EXCERPTED PASSAGE:
My point is not that this solution is replicable but that the fact the kids came up with and own the solution themselves rather than me doing it has been so much better than me shouting at them to just get on. Who’d have thought?! 😆

The book also has a very good section at the end on specifically dealing with a newborn in the house - remember your kids may be acting up and fighting because of not getting enough one on one with you which is normal with a little baby of course. Rather than it necessarily being the routine being wrong.

katienana · 13/08/2021 09:41

I am a SAHM with an 8 and 5 year old so same age gap as your 2 eldest.
Thinking back to our routine 2 years ago, I never woke them up as they'd wake themselves usually around 6am. We would go downstairs and I'd put the TV on for an hour while I dozed on the sofa for a bit. Breakfast, get dressed by about 9. Get some toys out, favourites are lego, playmobil, playdoh. All stuff they will play with independently. I focus on setting up then retreating. So I'll build a train track together then leave them to play while I do jobs.
I take mine out a lot, you don't mention if you can drive but it really helps if you can get to a soft play, parks, beach, national trust. Aim to be out for 3 hours then when you get home put the TV on and have a rest before sorting dinner.
Have a look at 5 minute mum. It's all about setting up activities letting them have a go and following their interests. Don't put pressure on yourself to be playing with them constantly.

INPUT DATA:
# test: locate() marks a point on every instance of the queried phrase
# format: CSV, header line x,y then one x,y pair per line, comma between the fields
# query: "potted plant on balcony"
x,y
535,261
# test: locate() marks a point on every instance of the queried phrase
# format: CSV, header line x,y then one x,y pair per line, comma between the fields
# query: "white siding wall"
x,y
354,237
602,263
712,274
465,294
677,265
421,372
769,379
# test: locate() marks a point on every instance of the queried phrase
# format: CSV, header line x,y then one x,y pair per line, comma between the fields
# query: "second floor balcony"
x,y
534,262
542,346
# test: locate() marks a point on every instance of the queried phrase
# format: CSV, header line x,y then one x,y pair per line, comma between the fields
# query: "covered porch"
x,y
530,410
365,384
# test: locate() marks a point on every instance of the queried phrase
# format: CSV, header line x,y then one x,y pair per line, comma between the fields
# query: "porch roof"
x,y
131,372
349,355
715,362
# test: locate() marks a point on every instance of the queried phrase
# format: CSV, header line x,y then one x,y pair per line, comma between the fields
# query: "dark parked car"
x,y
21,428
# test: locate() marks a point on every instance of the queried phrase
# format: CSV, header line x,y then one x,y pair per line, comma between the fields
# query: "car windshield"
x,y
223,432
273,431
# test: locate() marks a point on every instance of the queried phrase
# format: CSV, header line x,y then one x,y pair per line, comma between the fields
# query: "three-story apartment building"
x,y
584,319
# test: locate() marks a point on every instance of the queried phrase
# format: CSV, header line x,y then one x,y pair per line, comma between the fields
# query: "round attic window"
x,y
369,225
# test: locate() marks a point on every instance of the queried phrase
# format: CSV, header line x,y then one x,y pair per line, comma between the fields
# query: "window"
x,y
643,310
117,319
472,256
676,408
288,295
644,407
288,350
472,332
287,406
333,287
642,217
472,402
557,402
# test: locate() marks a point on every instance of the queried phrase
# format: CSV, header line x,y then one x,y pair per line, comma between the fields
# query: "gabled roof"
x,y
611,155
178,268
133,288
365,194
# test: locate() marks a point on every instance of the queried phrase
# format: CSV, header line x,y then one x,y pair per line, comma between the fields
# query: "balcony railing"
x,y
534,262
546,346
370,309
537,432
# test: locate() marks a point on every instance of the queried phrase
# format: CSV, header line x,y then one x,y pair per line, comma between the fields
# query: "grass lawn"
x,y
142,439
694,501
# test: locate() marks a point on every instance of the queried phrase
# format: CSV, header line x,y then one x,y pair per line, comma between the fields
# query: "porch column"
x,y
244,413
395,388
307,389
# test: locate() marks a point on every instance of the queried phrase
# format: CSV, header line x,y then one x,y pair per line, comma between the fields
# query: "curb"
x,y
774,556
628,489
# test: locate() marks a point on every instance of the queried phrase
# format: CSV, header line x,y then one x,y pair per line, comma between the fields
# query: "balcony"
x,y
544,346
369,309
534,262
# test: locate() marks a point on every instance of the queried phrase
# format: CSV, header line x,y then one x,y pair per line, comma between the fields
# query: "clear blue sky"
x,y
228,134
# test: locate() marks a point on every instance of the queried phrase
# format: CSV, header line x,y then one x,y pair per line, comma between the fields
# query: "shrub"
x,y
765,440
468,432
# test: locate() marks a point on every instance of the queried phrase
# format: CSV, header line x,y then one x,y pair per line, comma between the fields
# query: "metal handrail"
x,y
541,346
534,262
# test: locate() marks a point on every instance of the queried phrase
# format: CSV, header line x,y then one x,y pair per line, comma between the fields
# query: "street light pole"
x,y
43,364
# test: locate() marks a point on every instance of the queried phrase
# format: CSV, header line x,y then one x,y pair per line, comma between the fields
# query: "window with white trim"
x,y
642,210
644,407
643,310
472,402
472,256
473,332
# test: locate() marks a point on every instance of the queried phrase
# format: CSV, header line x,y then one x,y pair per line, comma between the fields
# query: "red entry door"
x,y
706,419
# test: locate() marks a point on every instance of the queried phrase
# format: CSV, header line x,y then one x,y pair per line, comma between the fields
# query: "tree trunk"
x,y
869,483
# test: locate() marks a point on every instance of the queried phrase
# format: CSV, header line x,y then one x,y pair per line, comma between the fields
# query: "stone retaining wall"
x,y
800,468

ABOUT THIS TASK: Reproduce the part of the parenting forum excerpt above starting at "I take mine" and ending at "before sorting dinner.".

FINAL ANSWER:
I take mine out a lot, you don't mention if you can drive but it really helps if you can get to a soft play, parks, beach, national trust. Aim to be out for 3 hours then when you get home put the TV on and have a rest before sorting dinner.